● **Set problem**: Lay out as a numbered list the lines starting with the one that contains "of the player's" and going on through the one that contains "the man with", both included and blank lines omitted.

● **Data entries**:
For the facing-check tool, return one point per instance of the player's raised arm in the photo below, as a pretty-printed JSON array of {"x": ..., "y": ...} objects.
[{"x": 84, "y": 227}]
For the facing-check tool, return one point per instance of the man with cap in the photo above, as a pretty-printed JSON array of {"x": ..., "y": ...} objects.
--
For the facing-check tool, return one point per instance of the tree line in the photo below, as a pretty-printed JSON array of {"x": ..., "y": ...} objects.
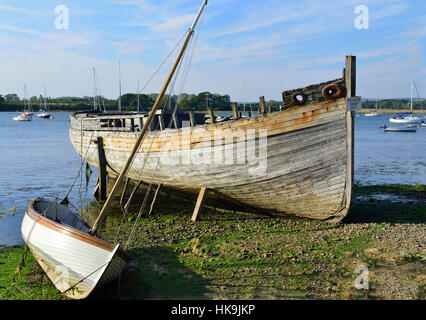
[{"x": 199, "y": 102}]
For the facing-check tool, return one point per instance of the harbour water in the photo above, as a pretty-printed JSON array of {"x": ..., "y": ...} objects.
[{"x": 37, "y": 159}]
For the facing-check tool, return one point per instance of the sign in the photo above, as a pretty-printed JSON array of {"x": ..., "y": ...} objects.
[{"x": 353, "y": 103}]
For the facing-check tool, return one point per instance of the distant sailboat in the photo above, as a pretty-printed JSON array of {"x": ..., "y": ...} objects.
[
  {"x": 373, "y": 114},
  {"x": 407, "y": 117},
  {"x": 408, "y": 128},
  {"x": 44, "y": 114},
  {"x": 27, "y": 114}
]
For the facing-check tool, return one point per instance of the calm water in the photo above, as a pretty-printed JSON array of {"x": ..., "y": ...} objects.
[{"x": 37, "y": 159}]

● **Final result**:
1. For the facing-check tool, return one point per instance of the player's raised arm in the photo below, as a pretty-printed JSON array of {"x": ..., "y": ...} objects.
2. [{"x": 84, "y": 227}]
3. For the facing-check tool, return one point per instance of the man with cap in the photo above, as a pretty-printed JSON array of {"x": ..., "y": ...} objects.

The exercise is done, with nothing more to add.